_WHAT THE EXERCISE ASKS_. Copy the items below word for word, starting at the first line and ending with the line that contains "[0,206,317,359]", both included.

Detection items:
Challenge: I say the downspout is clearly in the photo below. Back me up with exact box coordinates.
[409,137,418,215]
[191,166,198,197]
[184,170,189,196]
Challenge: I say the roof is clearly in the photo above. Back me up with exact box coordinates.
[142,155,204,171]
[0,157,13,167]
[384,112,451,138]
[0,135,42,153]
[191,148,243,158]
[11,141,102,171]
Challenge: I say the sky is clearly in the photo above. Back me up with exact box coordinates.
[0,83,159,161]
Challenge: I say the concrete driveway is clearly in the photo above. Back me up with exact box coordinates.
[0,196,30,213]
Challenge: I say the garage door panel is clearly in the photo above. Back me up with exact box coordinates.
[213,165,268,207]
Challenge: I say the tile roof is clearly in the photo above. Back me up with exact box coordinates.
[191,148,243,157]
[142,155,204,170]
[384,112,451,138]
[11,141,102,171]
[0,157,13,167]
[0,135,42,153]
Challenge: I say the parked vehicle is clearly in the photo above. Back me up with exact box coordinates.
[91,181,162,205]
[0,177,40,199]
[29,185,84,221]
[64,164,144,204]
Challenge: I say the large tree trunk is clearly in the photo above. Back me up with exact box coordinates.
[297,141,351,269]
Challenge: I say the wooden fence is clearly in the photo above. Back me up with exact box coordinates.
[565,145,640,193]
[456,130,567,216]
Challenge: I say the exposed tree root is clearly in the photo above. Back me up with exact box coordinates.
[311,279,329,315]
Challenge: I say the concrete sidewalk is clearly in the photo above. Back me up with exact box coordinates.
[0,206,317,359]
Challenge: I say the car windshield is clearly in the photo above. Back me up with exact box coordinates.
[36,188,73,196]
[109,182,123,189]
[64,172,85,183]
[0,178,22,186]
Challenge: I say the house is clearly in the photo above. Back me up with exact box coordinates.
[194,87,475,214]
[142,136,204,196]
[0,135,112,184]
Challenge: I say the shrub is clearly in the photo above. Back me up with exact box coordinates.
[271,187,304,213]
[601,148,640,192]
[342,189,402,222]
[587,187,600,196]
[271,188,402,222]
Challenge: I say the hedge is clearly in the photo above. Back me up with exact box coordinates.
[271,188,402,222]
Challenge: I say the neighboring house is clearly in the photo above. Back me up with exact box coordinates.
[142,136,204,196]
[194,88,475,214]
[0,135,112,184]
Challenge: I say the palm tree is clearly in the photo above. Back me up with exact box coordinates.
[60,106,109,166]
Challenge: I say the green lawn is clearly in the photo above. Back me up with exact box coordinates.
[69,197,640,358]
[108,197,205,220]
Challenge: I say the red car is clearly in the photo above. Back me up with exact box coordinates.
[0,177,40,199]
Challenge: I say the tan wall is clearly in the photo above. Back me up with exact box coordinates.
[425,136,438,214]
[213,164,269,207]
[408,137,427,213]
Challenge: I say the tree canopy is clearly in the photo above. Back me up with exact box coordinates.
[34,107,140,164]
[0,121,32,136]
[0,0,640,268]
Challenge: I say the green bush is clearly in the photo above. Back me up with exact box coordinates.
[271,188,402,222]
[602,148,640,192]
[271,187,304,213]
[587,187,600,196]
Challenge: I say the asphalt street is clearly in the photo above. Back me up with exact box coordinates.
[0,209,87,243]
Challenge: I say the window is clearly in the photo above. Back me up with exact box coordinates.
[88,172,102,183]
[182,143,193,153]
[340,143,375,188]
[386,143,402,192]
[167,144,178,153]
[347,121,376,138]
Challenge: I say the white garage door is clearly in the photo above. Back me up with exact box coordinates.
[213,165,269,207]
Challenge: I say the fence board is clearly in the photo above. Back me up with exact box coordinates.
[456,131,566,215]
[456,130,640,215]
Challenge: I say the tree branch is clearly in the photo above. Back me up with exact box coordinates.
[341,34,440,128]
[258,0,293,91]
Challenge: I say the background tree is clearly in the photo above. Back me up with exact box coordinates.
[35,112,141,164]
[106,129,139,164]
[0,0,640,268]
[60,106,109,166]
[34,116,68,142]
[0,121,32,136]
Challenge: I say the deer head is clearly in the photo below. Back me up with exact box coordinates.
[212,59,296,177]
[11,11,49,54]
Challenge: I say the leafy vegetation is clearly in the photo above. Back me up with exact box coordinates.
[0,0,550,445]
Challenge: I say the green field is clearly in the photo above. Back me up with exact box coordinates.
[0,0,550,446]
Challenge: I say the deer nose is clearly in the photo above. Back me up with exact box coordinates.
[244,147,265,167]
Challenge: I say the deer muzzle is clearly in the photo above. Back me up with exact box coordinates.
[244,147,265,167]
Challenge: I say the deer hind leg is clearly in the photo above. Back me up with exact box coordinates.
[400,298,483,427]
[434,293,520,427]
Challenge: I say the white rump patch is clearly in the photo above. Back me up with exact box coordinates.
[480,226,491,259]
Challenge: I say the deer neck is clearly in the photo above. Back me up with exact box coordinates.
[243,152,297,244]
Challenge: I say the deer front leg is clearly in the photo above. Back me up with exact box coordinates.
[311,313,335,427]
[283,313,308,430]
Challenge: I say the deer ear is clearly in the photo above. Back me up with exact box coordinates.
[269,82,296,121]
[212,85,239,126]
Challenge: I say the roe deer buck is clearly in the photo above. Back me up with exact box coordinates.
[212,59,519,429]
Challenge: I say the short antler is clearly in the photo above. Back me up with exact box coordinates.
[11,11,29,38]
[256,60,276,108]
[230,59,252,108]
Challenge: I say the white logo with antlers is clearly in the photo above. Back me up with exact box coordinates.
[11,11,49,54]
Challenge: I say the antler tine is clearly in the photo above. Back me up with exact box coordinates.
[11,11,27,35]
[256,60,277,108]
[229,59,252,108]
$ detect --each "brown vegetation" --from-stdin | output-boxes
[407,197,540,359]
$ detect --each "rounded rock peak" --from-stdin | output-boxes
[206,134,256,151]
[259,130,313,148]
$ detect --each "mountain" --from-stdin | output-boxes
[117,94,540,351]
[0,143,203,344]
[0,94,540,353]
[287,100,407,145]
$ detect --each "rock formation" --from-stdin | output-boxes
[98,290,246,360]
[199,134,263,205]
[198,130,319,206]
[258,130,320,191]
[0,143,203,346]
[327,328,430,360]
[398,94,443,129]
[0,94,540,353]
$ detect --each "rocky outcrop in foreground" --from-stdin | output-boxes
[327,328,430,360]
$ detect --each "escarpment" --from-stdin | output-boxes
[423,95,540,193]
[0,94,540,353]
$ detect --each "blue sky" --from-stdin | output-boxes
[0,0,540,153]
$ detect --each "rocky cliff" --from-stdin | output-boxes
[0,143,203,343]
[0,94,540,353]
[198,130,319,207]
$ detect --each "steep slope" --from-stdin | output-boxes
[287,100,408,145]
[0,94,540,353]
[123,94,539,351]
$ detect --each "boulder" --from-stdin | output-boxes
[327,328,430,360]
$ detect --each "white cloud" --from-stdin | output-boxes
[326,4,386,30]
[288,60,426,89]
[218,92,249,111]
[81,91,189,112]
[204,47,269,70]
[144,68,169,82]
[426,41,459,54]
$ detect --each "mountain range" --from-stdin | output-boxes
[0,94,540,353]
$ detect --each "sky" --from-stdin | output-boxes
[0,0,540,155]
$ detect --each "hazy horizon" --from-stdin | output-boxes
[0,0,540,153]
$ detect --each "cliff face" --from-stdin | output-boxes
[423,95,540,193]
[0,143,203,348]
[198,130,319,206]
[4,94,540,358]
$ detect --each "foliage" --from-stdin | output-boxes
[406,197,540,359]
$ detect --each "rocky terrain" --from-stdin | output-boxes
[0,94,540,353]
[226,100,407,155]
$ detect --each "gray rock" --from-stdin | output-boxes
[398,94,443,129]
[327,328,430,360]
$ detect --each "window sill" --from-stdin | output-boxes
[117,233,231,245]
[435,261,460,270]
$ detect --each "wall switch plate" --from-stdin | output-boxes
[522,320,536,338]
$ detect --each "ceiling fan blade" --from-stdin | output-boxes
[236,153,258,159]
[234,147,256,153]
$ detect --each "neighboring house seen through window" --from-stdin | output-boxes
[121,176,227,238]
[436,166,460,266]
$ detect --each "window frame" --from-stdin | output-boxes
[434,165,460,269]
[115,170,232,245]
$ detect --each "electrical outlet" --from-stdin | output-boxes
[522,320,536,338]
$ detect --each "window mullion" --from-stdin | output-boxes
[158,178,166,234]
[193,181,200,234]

_RESULT_.
Challenge: I say the downspout is clearly in the photo below. Back me up with exact box coordinates.
[409,137,418,215]
[191,166,198,197]
[184,170,189,196]
Challenge: I say the roof is clearly in the photo above. Back me up with exact box coordinates.
[142,155,204,171]
[0,157,13,167]
[384,112,451,138]
[0,135,42,153]
[191,148,243,158]
[11,141,102,171]
Challenge: I say the sky is clearly in the photo above. Back me up with exact box coordinates.
[0,83,159,161]
Challenge: I say the concrete driveway is clearly in the photo above. Back me up with exact box coordinates.
[0,196,30,213]
Challenge: I say the garage door panel is clearly in the photo above. Back me up with exact box coordinates.
[213,165,268,207]
Challenge: I say the tile roof is clearly in the photo above. Back me up with exact box coordinates.
[191,148,243,157]
[142,155,204,170]
[384,112,451,138]
[11,141,102,171]
[0,157,13,167]
[0,135,42,153]
Challenge: I say the parked vehicle is clearly in the photo above. Back me up with exact box coordinates.
[91,181,162,205]
[0,177,40,199]
[29,185,84,221]
[64,164,144,204]
Challenge: I say the large tree trunk is clearly in the photo above. Back me up with exact box coordinates.
[297,141,351,269]
Challenge: I say the wooden fence is clearly in the photo above. Back me up with exact box coordinates.
[565,145,640,193]
[456,130,567,216]
Challenge: I say the exposed tree root is clearly in the photo above. Back me up with exact box coordinates.
[311,279,329,315]
Challenge: I say the concrete sidewalk is clearly in the photo above. Back me up with exact box coordinates.
[0,206,317,359]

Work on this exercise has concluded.